> TASK STATEMENT: Copy the entries exactly, leaving out nothing.

> INPUT FOR THIS TASK:
━━━━━━━━━━━━━━━━━━━━

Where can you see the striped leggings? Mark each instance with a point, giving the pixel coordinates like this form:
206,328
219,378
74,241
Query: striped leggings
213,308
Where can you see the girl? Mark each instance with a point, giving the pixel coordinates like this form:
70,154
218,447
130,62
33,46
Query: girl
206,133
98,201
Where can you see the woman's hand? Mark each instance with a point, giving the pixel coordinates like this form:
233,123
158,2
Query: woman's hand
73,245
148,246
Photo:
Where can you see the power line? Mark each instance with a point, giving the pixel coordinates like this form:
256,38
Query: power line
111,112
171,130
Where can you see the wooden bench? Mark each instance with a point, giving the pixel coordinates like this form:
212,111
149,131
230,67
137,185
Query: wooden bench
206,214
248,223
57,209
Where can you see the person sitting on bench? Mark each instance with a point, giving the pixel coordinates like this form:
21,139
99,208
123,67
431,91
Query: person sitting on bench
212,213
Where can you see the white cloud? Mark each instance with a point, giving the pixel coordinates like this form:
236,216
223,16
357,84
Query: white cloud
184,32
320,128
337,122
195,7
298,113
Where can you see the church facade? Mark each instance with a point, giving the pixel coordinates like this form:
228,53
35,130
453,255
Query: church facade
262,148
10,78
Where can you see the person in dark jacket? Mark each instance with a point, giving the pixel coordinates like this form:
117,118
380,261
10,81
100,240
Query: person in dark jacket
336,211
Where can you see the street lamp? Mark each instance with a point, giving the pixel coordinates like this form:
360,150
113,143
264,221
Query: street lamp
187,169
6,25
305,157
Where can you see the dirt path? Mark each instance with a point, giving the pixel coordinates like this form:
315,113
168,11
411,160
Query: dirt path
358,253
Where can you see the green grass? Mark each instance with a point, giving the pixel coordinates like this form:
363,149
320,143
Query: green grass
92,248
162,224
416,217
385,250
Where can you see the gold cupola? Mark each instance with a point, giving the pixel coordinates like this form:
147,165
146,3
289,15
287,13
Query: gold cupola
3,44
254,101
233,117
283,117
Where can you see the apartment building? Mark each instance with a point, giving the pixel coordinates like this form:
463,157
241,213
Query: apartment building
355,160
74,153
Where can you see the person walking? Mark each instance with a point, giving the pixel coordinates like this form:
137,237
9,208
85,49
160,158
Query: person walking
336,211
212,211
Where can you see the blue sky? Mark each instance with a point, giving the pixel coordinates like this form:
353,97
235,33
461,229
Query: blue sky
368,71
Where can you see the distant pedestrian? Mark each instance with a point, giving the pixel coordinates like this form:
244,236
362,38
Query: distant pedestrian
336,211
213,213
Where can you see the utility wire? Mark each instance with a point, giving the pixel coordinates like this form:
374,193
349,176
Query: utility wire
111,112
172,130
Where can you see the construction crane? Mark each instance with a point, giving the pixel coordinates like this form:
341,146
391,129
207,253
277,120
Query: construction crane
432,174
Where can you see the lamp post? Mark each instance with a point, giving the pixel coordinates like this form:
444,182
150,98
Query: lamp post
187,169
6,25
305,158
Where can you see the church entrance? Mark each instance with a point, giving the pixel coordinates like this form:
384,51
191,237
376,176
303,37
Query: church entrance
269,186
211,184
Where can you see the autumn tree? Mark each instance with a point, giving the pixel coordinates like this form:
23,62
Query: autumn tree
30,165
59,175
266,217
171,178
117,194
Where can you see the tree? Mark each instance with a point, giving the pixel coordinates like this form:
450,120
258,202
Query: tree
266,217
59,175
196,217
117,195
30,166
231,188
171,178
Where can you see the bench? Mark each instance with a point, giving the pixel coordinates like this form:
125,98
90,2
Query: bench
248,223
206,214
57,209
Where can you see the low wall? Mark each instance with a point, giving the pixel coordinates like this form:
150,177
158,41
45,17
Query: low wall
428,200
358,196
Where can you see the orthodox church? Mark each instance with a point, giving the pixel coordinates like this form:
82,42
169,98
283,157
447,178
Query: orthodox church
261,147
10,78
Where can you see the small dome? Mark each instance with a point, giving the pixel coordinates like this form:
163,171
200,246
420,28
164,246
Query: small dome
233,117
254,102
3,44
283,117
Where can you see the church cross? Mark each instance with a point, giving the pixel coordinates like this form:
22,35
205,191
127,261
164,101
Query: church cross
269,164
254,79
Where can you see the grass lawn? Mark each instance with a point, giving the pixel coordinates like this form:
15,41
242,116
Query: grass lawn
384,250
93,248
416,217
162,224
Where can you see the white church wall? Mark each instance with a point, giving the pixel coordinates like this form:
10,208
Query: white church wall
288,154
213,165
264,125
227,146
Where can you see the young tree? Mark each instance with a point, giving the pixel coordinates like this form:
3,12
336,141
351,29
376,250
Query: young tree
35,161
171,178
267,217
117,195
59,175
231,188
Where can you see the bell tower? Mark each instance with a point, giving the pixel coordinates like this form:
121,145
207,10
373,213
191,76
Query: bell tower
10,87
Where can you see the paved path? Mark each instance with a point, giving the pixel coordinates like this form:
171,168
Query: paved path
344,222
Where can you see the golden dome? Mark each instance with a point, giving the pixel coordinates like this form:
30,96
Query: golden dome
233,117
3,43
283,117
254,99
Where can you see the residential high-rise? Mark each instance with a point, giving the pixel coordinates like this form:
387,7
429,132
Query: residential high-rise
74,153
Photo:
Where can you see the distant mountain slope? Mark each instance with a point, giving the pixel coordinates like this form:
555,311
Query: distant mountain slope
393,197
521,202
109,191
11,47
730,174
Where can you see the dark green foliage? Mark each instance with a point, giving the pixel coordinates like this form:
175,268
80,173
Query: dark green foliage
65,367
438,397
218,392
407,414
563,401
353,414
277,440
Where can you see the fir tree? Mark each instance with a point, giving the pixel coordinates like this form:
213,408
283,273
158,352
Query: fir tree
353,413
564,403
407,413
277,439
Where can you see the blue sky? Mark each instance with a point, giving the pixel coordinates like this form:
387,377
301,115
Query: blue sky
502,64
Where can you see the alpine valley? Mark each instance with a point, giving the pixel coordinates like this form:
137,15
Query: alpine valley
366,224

━━━━━━━━━━━━━━━━━━━━

> THE ANSWER:
Where can you see the striped leggings? Mark each instance with a point, giving the pixel coordinates like this form:
206,328
219,378
74,241
Query: striped leggings
213,308
Where can you see the girl? Mark each instance with a point, giving the pixel coordinates like this form:
70,154
218,447
130,62
33,46
Query: girl
206,133
98,201
Where can you see the woman's hand? Mark each instance with a point, giving the pixel coordinates like this form:
233,123
158,2
Query: woman's hand
73,245
148,246
Photo:
Where can you see the power line? Mark each instance with a point, giving the pixel coordinates like this form:
256,38
Query: power line
111,112
171,130
Where can you see the wooden bench? Mark each instance with a point, giving the pixel coordinates like this form:
212,111
149,131
230,67
137,185
Query: wooden bench
206,214
248,223
57,209
Where can you see the person sitting on bench? Mark each instance with a point, giving the pixel coordinates like this form:
21,139
99,208
123,67
431,91
Query: person sitting on bench
212,213
Where can you see the white cloud? Mark each instance with a point, giving the pixel coordinates like this form:
236,216
223,16
357,84
Query: white cloud
184,32
320,128
337,122
195,7
298,113
Where can you see the church facade? Mark each instance with a point, giving the pixel coordinates like this form:
228,53
35,130
453,255
Query: church facade
262,148
10,78
Where can you see the person in dark jacket? Mark each instance with a point, giving the pixel coordinates like this form:
117,118
380,261
10,81
100,240
Query: person in dark jacket
336,211
Where can you see the street lamp? Mark each instance with a point, giving the pixel coordinates like this form:
360,150
113,143
264,221
Query: street lamp
187,169
6,25
305,157
Where can you see the dirt path? Mark each instance with a point, giving the pixel coordinates like this form:
315,113
168,11
411,160
Query: dirt path
358,253
Where can you see the green grass? Mark each instance with a point, giving the pixel coordinates like this form:
363,149
320,143
Query: green grass
92,248
162,224
416,217
385,250
Where can you see the gold cupola? Mark each instance with a point, giving the pixel coordinates like this form:
147,165
146,3
289,15
287,13
Query: gold cupola
3,44
254,101
233,117
283,117
Where can you see the apartment building? Mark each instance with a point, giving the pixel coordinates like this form:
463,157
241,213
Query: apartment building
355,160
74,153
Where can you see the person walking? Mark each instance with a point, giving the pixel coordinates like this form:
137,237
9,208
85,49
160,158
Query: person walking
336,211
212,211
Where can you see the blue sky? Mark each instance with a point, giving the pixel coordinates like this form:
353,97
235,33
461,229
Query: blue sky
368,71
Where can you see the distant pedestrian? Mark each instance with a point, giving the pixel coordinates like this form:
244,236
362,38
Query: distant pedestrian
336,211
213,213
Where can you see the utility wire? Mark each instance with a point, giving the pixel coordinates like this form:
374,193
349,176
Query: utility wire
111,112
172,130
Where can you see the construction crane? Mark each instance with a point, giving the pixel coordinates like this form:
341,146
391,129
207,253
277,120
Query: construction crane
432,174
Where can you see the lamp post? Mark each instance with a point, giving the pixel coordinates like this form:
444,182
150,98
Query: lamp post
187,169
6,25
305,158
Where can you see the church entrance? Mark each instance with a point, giving the pixel coordinates like this form:
384,51
191,237
376,176
303,37
Query: church entrance
269,186
211,184
Where can you see the autumn tree? Mark each instance with a point, giving the pixel coordinates like this form:
23,62
Query: autumn tree
30,165
59,175
266,217
171,178
117,194
Where can you see the tree? Mark each instance with a point, giving the pixel coordinates like this form:
450,120
258,202
Query: tree
266,217
59,175
196,217
117,195
30,166
231,188
171,178
Where can you see the bench? Mark each instance with a point, giving the pixel coordinates like this form:
125,98
90,2
Query: bench
248,223
206,214
57,209
Where can you see the low wall? Mark each instance with a point, giving the pixel coordinates like this form:
150,177
158,41
45,17
Query: low wall
428,200
358,196
Where can you see the orthodox church? Mark each instance with a point, giving the pixel coordinates like this form:
82,42
169,98
283,157
447,178
Query: orthodox church
261,147
10,78
Where can you see the small dome? Mark each instance with a point, giving the pixel coordinates like this form:
163,171
200,246
420,28
164,246
Query: small dome
233,117
254,102
3,44
283,117
Where can you see the church cross? Mark each instance with a point, giving the pixel coordinates like this form:
22,35
205,191
127,261
164,101
Query: church cross
269,164
254,79
Where can you see the grass lawn? Mark each instance with a point, giving the pixel coordinates like this form:
15,41
242,116
Query: grass lawn
384,250
93,248
416,217
162,224
Where can you see the white church wall? Mark each instance with a point, giving the pixel coordinates like this form:
10,208
Query: white church wall
288,154
213,165
264,125
227,146
Where can you see the young tree? Mark each instance with a point, giving the pixel coordinates like this form:
3,12
336,141
351,29
376,250
Query: young tree
35,161
171,178
267,217
117,195
59,175
231,188
Where can you see the bell tower? Mark each instance with a point, giving the pixel coordinates like this form:
121,145
207,10
373,213
191,76
Query: bell tower
10,87
Where can you see the paved path? Mark each instance with a point, giving the pixel coordinates like this form:
171,168
Query: paved path
344,222
Where can you see the golden dome? Mark each instance with a point, giving the pixel coordinates like this form:
30,96
Query: golden dome
233,117
3,43
283,117
254,99
Where can you see the residential high-rise? Mark each instance with a point, giving the pixel coordinates like this form:
387,7
429,132
Query: residential high-rise
74,153
Photo:
Where can you see the distant mountain slope? Mark each instance with a point, giving the pixel coordinates like this form:
555,311
Query: distant mountain slope
393,197
521,202
109,191
11,47
730,174
Where can you see the dark green foliage? Mark each instance with a point, giving the pixel coordinates like this form:
175,268
80,173
Query: dark green foliage
65,367
438,397
218,392
407,414
563,401
353,414
277,440
Where can you see the fir tree? Mark each instance with a point, giving the pixel coordinates like this form:
213,408
283,273
158,352
Query: fir tree
353,413
564,403
407,413
277,439
Where can you see the blue sky? Mark each instance with a point, giving the pixel coordinates like this form:
387,377
301,115
Query: blue sky
502,64
Where can you see the alpine valley? Mark each instance with a point, giving the pixel coordinates like this form:
137,15
Query: alpine valley
366,224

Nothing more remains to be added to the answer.